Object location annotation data
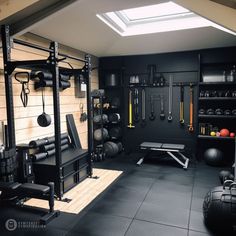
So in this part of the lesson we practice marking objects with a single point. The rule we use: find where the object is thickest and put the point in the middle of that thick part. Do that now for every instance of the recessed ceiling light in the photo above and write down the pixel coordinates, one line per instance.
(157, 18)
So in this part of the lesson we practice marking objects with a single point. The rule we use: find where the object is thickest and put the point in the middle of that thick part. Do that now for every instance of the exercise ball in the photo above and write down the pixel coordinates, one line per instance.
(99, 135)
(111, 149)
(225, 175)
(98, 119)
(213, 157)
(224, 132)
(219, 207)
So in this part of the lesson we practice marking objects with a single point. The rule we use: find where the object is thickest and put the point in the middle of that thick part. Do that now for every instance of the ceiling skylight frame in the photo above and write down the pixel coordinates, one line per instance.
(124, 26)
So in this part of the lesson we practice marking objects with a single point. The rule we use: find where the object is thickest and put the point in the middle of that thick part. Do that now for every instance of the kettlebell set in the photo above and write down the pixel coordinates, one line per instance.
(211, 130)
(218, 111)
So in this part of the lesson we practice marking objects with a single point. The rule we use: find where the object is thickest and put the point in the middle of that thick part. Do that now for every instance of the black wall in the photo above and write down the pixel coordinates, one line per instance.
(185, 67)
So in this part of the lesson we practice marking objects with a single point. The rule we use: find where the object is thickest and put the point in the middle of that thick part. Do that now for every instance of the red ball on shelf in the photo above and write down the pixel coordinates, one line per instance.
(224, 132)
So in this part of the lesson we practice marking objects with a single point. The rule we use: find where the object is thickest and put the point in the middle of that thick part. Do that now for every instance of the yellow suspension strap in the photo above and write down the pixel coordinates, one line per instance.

==

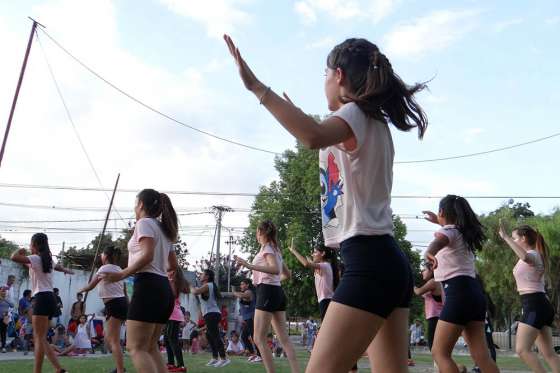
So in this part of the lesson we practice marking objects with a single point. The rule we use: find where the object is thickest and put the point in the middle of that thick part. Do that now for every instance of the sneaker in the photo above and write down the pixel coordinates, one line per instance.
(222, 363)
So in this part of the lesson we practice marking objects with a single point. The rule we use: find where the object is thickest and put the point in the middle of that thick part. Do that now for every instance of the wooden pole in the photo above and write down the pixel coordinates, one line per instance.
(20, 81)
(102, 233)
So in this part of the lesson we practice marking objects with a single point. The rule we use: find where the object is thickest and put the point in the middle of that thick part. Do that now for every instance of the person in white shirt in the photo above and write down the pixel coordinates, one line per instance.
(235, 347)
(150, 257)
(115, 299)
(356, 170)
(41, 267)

** Request **
Count the lines in the data above that contain the string "ceiling". Reply with the number only.

** The result **
2